## What you need to do:
[1] Reproduce the passage of the review of the brownstone Brooklyn book that begins at the words "What brown did" and stops after "real estate values.", changing "Brooklyn" to "Queens" wherever it occurs.
[2] Using the review of the brownstone Brooklyn book, decide whether each statement below agrees with it. Answer yes or no and quote the words that settle each one.
(a) Suleiman Osman grew up in Park Slope.
(b) In the late 1960s, residents failed to stop the bulldozer.
(c) About half of Brooklyn's housing stock had been built before 1920.
[3] Pick up the review of the brownstone Brooklyn book after its final sentence and keep writing in the same voice.

## Extract to read:
== Segment start ==
Opinion

What brown did for us

The Invention of Brownstone Brooklyn

Gentrification and the Search for Authenticity in Postwar New York

by Suleiman Osman

Oxford University Press

“Manhattan, the new Brooklyn?” asked Time Out New York in 2002, putting their hipster finger on the pulse of one of the most remarkable transformations in American history. Somehow the neighborhoods of Brooklyn have evolved in half a century from squalid residential and industrial slums into the nation’s most celebrated urban enclaves. Their very names — Park Slope, Cobble Hill, Carroll Gardens, Boerum Hill — now invoke romantic images of lawyers, bankers, artists and journalists living side-by-side, all working for the public good and higher real estate values.

In the late 1960s, their residents successfully halted the bulldozer. They battled the immense, modernist, slum-clearance and rebuilding projects funded from Washington, and preserved instead their local historic buildings, streets and parks. Even the Brooklyn extremes — fragile neighborhoods like Gowanus and prosperous ones like Brooklyn Heights — share in the new zeitgeist. Like writer Truman Capote, they say, “I live in Brooklyn, by choice.”

But how did it happen and what does it mean? Not to mention, how much of this is mythology and how much is truth? Suleiman Osman, an assistant professor of American studies at George Washington University who grew up in Park Slope, is here to tell us. He has written what may well be the most important current book on New York.

He argues that while the triumph of brownstone Brooklyn reflects the collapse of New Deal liberalism and the rise of conservatism, its effectiveness lay in “the emergence of a new and dynamic type of localist politics that was both anti-statist and anti-corporatist,” emphasizing neighborhood autonomy, private rehabilitation of existing housing stock, devolution of municipal services and ethnic power. An educated, young middle class had seen beauty in the aging Victorian townhouses and industrial lofts across the East River in part, says Osman, because they were attracted by “the authenticity they felt was lacking in the new university campuses, government complexes and corporate skyscrapers they worked and studied in.”

In fairness to the planners who sought to demolish brownstone Brooklyn, the borough had its problems, including decades of disinvestment in an outmoded housing stock — 80% of which had been built before 1920. Fascinatingly enough, Osman adds some new information to this familiar figure: Despite their imposing facades, brownstones often had been shabbily built by 19th century speculators. Osman calls brownstones the suburban tract houses of their time, built quickly and haphazardly. The practical result was that 100 years later, brownstones needed huge capital investment to extend their useful lives.
== Segment end ==
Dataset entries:
== Segment start ==
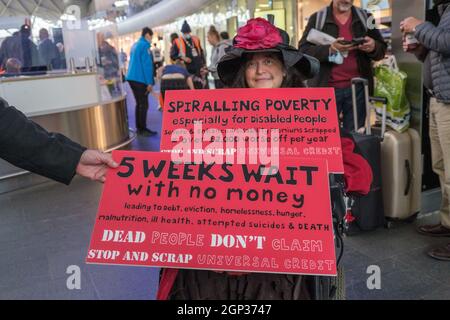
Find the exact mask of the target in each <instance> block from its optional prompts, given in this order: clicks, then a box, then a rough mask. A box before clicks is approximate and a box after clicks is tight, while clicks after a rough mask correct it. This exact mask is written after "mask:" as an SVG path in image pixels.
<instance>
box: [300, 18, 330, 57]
mask: <svg viewBox="0 0 450 320" xmlns="http://www.w3.org/2000/svg"><path fill="white" fill-rule="evenodd" d="M316 18H317V14H316V13H315V14H313V15H312V16H311V18H309V21H308V24H307V26H306V29H305V32H303V36H302V38H301V39H300V42H299V44H298V48H299V50H300V51H301V52H302V53H306V54H308V55H310V56H313V57H314V58H316V59H318V60H319V61H320V62H328V56H329V55H330V46H329V45H315V44H312V43H310V42H308V41H307V40H306V38H307V37H308V33H309V31H310V30H311V29H313V28H314V26H315V25H316Z"/></svg>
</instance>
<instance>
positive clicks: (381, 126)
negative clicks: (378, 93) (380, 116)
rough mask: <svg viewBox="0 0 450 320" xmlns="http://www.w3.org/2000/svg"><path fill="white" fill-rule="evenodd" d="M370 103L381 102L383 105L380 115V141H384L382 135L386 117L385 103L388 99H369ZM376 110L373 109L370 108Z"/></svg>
mask: <svg viewBox="0 0 450 320" xmlns="http://www.w3.org/2000/svg"><path fill="white" fill-rule="evenodd" d="M369 99H370V101H371V102H381V103H382V105H383V109H382V114H381V140H384V134H385V133H386V122H387V121H386V115H387V103H388V99H387V98H385V97H370V98H369ZM372 108H373V109H375V110H376V108H375V107H372Z"/></svg>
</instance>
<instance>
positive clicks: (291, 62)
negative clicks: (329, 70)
mask: <svg viewBox="0 0 450 320" xmlns="http://www.w3.org/2000/svg"><path fill="white" fill-rule="evenodd" d="M286 35H287V33H286V32H285V31H283V30H281V29H278V28H276V27H275V26H274V25H272V24H271V23H270V22H269V21H267V20H266V19H263V18H255V19H250V20H248V21H247V24H246V25H245V26H243V27H241V28H239V29H238V32H237V35H236V36H235V37H234V39H233V46H232V47H230V48H229V49H228V50H227V52H226V54H225V55H224V56H223V57H222V59H220V61H219V63H218V65H217V72H218V74H219V77H220V80H222V82H223V83H225V84H226V85H231V84H232V83H233V82H234V80H235V78H236V75H237V72H238V71H239V69H240V67H241V65H242V63H243V60H242V57H243V56H244V54H247V53H261V52H275V53H279V54H281V56H282V59H283V62H284V65H285V67H286V68H287V69H288V68H291V67H295V68H296V69H297V70H298V71H299V72H300V73H301V74H302V75H303V76H304V79H305V80H306V79H310V78H313V77H314V76H315V75H316V74H317V73H318V72H319V69H320V63H319V61H318V60H317V59H316V58H313V57H311V56H308V55H305V54H303V53H301V52H300V51H298V50H297V49H296V48H294V47H292V46H290V45H289V37H286Z"/></svg>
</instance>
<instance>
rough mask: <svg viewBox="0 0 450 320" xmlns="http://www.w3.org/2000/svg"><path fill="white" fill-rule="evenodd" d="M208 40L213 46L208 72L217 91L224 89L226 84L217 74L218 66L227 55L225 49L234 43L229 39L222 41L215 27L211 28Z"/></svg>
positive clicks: (212, 27)
mask: <svg viewBox="0 0 450 320" xmlns="http://www.w3.org/2000/svg"><path fill="white" fill-rule="evenodd" d="M207 38H208V42H209V44H210V45H212V46H213V48H212V50H211V64H210V65H209V66H208V71H209V72H211V73H212V76H213V78H214V86H215V87H216V89H221V88H223V87H224V84H223V82H222V81H221V80H220V78H219V74H218V73H217V64H218V63H219V60H220V58H222V57H223V56H224V55H225V49H226V48H228V47H230V46H231V45H232V43H231V41H230V40H229V39H225V40H220V36H219V32H217V30H216V28H215V27H214V26H211V27H210V28H209V31H208V33H207Z"/></svg>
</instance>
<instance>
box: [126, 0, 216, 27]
mask: <svg viewBox="0 0 450 320" xmlns="http://www.w3.org/2000/svg"><path fill="white" fill-rule="evenodd" d="M208 2H211V0H163V1H161V2H160V3H158V4H156V5H154V6H153V7H151V8H149V9H147V10H145V11H143V12H140V13H138V14H136V15H134V16H132V17H130V18H128V19H126V20H125V21H123V22H120V23H118V24H117V31H118V33H119V34H120V35H122V34H127V33H131V32H136V31H138V30H141V29H142V28H144V27H150V28H153V27H157V26H160V25H163V24H166V23H169V22H171V21H173V20H175V19H176V18H178V17H183V16H188V15H191V14H193V13H195V12H196V11H198V9H199V8H200V7H202V6H204V5H205V4H207V3H208Z"/></svg>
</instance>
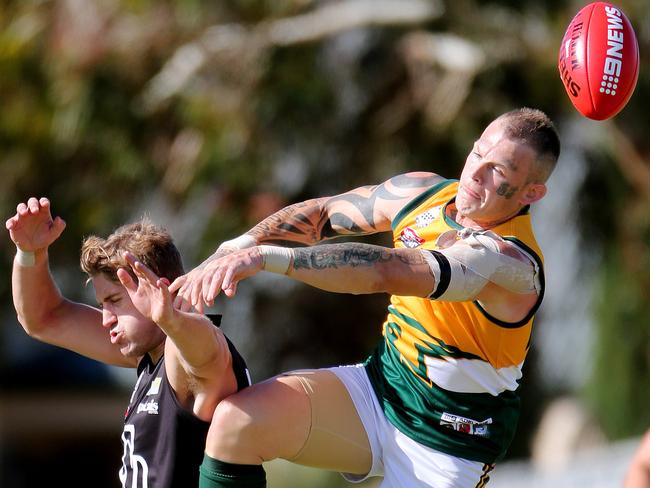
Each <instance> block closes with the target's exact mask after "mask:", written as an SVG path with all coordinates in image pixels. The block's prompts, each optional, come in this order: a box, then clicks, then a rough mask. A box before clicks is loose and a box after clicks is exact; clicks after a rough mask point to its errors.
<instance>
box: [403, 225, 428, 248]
mask: <svg viewBox="0 0 650 488" xmlns="http://www.w3.org/2000/svg"><path fill="white" fill-rule="evenodd" d="M399 239H400V241H402V244H404V245H405V246H406V247H408V248H409V249H414V248H416V247H419V246H420V245H421V244H422V243H423V242H424V239H422V238H421V237H420V236H419V235H418V233H417V232H416V231H414V230H413V229H411V228H410V227H406V228H405V229H404V230H403V231H402V232H401V233H400V235H399Z"/></svg>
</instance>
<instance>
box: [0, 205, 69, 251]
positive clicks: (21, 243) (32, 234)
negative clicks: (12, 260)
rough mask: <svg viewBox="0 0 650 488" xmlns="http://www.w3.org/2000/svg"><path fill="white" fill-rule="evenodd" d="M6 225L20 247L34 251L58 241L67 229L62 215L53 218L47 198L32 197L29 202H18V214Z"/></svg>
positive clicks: (48, 246)
mask: <svg viewBox="0 0 650 488" xmlns="http://www.w3.org/2000/svg"><path fill="white" fill-rule="evenodd" d="M5 226H6V227H7V230H8V231H9V236H10V237H11V240H12V241H13V242H14V244H16V246H17V247H18V248H19V249H21V250H23V251H26V252H34V251H39V250H41V249H46V248H47V247H49V246H50V244H52V243H53V242H54V241H56V240H57V239H58V238H59V236H60V235H61V233H62V232H63V229H65V222H64V221H63V219H62V218H61V217H56V218H55V219H52V214H51V212H50V201H49V200H48V199H47V198H44V197H43V198H40V199H37V198H34V197H32V198H30V199H29V200H28V201H27V203H19V204H18V206H17V207H16V215H14V216H13V217H11V218H10V219H8V220H7V222H6V224H5Z"/></svg>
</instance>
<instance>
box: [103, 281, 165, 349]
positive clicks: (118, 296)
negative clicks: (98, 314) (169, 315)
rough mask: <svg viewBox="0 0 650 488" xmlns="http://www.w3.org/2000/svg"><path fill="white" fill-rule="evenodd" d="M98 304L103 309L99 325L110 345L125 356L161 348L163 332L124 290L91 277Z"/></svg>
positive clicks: (113, 284) (116, 283)
mask: <svg viewBox="0 0 650 488" xmlns="http://www.w3.org/2000/svg"><path fill="white" fill-rule="evenodd" d="M92 282H93V285H94V287H95V296H96V297H97V303H99V305H100V307H101V309H102V325H103V327H104V328H106V329H108V331H109V334H110V340H111V344H115V345H117V346H118V347H119V348H120V351H121V353H122V354H124V356H127V357H140V356H143V355H144V354H145V353H151V352H154V351H156V350H157V349H162V347H163V346H162V344H163V343H164V340H165V334H164V332H163V331H162V330H161V329H160V328H159V327H158V326H157V325H156V324H155V323H154V322H152V321H151V320H150V319H148V318H146V317H145V316H143V315H142V314H141V313H140V312H138V310H137V309H136V308H135V305H133V302H132V301H131V298H130V297H129V294H128V293H127V291H126V289H125V288H124V287H123V286H122V285H121V284H120V283H119V282H118V283H116V282H114V281H111V280H110V279H108V278H107V277H106V276H104V275H97V276H94V277H93V278H92Z"/></svg>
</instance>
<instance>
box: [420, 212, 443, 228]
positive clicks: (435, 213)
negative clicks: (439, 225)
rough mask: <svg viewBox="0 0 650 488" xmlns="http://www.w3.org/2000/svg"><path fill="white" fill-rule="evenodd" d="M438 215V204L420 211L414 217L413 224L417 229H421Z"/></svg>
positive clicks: (439, 213)
mask: <svg viewBox="0 0 650 488" xmlns="http://www.w3.org/2000/svg"><path fill="white" fill-rule="evenodd" d="M439 215H440V206H437V207H433V208H430V209H429V210H427V211H426V212H424V213H421V214H420V215H418V216H417V217H415V226H416V227H417V228H418V229H423V228H424V227H426V226H428V225H429V224H430V223H431V222H433V221H434V220H436V219H437V218H438V216H439Z"/></svg>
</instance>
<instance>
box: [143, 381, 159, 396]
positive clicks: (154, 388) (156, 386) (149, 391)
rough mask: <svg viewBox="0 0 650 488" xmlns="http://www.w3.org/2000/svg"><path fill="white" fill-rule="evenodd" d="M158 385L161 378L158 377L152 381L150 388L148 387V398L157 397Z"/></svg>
mask: <svg viewBox="0 0 650 488" xmlns="http://www.w3.org/2000/svg"><path fill="white" fill-rule="evenodd" d="M160 383H162V377H161V376H158V377H157V378H156V379H154V380H153V381H152V382H151V386H150V387H149V391H148V392H147V396H149V395H157V394H158V392H159V391H160Z"/></svg>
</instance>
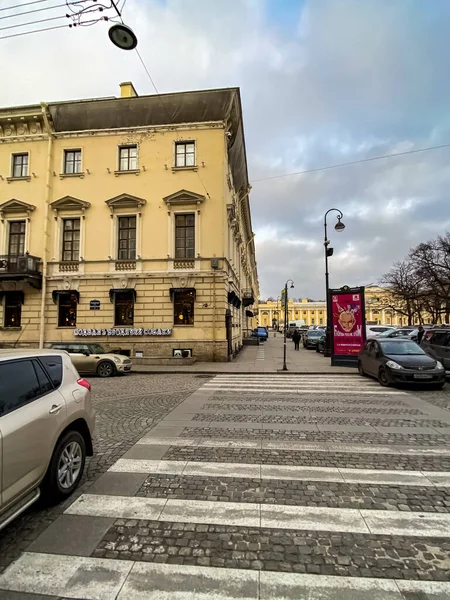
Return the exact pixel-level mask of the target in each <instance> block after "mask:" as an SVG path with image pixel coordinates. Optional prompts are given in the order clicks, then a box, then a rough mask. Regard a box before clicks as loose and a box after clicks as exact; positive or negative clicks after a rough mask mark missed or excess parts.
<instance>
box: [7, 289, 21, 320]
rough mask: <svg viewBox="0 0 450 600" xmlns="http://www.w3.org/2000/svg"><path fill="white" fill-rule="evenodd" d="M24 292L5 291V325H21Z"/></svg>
mask: <svg viewBox="0 0 450 600" xmlns="http://www.w3.org/2000/svg"><path fill="white" fill-rule="evenodd" d="M22 302H23V294H21V293H20V292H5V304H4V313H3V326H4V327H20V325H21V318H22Z"/></svg>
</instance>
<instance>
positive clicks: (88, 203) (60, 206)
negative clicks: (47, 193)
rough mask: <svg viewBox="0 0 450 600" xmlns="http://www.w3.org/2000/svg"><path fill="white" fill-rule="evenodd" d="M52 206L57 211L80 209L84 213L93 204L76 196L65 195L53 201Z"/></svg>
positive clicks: (81, 213)
mask: <svg viewBox="0 0 450 600" xmlns="http://www.w3.org/2000/svg"><path fill="white" fill-rule="evenodd" d="M50 206H51V207H52V209H53V210H54V211H55V212H56V213H58V212H60V211H79V212H80V213H81V214H83V215H84V213H85V211H86V210H87V209H88V208H89V207H90V206H91V203H90V202H86V201H85V200H80V199H79V198H74V196H64V197H63V198H59V200H55V201H54V202H52V203H51V204H50Z"/></svg>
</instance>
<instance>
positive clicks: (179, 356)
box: [173, 349, 192, 358]
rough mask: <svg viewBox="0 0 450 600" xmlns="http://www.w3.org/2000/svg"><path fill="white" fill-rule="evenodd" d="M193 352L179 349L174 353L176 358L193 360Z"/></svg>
mask: <svg viewBox="0 0 450 600" xmlns="http://www.w3.org/2000/svg"><path fill="white" fill-rule="evenodd" d="M191 356H192V350H190V349H189V350H188V349H179V350H174V351H173V357H174V358H191Z"/></svg>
== Segment end ==
## Replies:
[1]
What brown did for us

The Invention of Brownstone Queens

Gentrification and the Search for Authenticity in Postwar New York

by Suleiman Osman

Oxford University Press

“Manhattan, the new Queens?” asked Time Out New York in 2002, putting their hipster finger on the pulse of one of the most remarkable transformations in American history. Somehow the neighborhoods of Queens have evolved in half a century from squalid residential and industrial slums into the nation’s most celebrated urban enclaves. Their very names — Park Slope, Cobble Hill, Carroll Gardens, Boerum Hill — now invoke romantic images of lawyers, bankers, artists and journalists living side-by-side, all working for the public good and higher real estate values.

[2]
(a) Yes: "who grew up in Park Slope"
(b) No: "In the late 1960s, their residents successfully halted the bulldozer."
(c) No: "80% of which had been built before 1920"

[3]
The poor quality of construction beneath the handsome exterior produced one of the first — and most common — cultural conflicts over authenticity. For economic reasons, working-class owners of brownstones tended to replace facades, windows and floors with cheap modern materials. But, says Osman, when middle-class renovators in the 1970s complained about the paint and siding on brownstones, they were accusing their predecessors of destroying an architectural integrity that had never been there. “Brownstones had from their inception been a bricolage,” he writes, meaning that the builders made resourceful use of whatever materials were at hand, regardless of their original purpose.

To a certain extent, the concept of bricolage undermines the whole idea of authenticity. Cities are nothing if not enterprising, so who is to say which of many layers is the most original or authentic? Plus, many brownstoners were simply unable to distinguish the true from the phony.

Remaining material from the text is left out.